Data rows
===
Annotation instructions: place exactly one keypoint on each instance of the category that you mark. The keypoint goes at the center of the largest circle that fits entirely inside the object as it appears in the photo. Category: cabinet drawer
===
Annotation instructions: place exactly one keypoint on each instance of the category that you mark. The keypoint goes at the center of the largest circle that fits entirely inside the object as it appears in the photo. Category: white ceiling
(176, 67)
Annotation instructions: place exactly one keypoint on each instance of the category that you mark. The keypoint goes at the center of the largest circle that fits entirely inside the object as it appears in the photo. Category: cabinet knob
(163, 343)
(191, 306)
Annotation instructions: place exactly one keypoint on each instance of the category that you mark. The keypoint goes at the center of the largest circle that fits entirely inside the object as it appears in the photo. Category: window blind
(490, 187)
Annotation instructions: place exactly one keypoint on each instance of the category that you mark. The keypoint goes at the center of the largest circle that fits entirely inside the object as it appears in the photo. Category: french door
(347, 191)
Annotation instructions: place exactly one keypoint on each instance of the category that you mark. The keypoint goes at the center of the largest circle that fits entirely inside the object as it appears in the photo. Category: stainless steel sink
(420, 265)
===
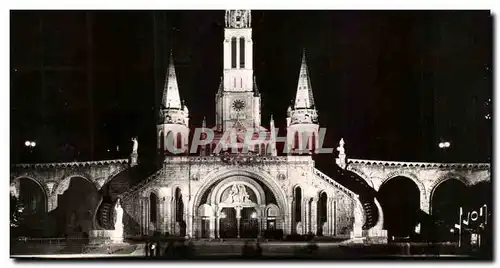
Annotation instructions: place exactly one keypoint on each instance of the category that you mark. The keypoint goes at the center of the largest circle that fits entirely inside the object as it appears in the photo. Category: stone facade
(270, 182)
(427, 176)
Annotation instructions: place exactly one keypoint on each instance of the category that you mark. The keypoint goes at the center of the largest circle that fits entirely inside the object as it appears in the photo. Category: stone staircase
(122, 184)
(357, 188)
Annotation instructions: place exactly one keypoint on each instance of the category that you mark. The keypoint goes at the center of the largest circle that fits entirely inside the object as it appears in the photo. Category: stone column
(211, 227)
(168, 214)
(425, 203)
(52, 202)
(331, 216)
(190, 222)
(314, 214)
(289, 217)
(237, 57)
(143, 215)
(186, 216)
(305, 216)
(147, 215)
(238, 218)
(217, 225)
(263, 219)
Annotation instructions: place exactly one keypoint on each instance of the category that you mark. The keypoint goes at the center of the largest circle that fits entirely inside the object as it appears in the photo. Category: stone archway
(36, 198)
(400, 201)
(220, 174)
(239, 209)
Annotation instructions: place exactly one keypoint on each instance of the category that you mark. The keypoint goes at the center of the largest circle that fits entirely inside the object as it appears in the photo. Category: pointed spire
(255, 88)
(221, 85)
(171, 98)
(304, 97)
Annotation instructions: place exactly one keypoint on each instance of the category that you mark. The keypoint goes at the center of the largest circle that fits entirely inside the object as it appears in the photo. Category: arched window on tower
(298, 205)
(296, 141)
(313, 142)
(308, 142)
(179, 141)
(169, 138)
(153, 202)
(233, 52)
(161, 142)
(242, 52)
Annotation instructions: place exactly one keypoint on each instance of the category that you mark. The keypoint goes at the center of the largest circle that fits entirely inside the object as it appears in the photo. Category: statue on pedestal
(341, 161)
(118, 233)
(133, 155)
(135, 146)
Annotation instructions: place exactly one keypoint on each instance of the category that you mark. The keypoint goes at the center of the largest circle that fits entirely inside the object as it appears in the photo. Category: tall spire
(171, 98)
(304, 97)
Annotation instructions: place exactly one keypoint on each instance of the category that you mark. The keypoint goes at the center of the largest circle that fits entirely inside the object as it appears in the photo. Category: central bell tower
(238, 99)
===
Exercise requirements
Pick out each line in the records above that contains the string "window" and copy it in full. Matching is case-sensitive.

Problem solution
Annotation instructions: place exactly one keypoint on each instance of the category that you mark. The keypoint goes at the center of the largest circle that fits entirely inside the object as it appears in the photo. Category: window blind
Annotation instructions: place exactly one keypoint on each instance of the category that you mark. The keypoint goes at the center of the largest circle that fits entirely inside the object as it appears in the photo. Category: arched window on tower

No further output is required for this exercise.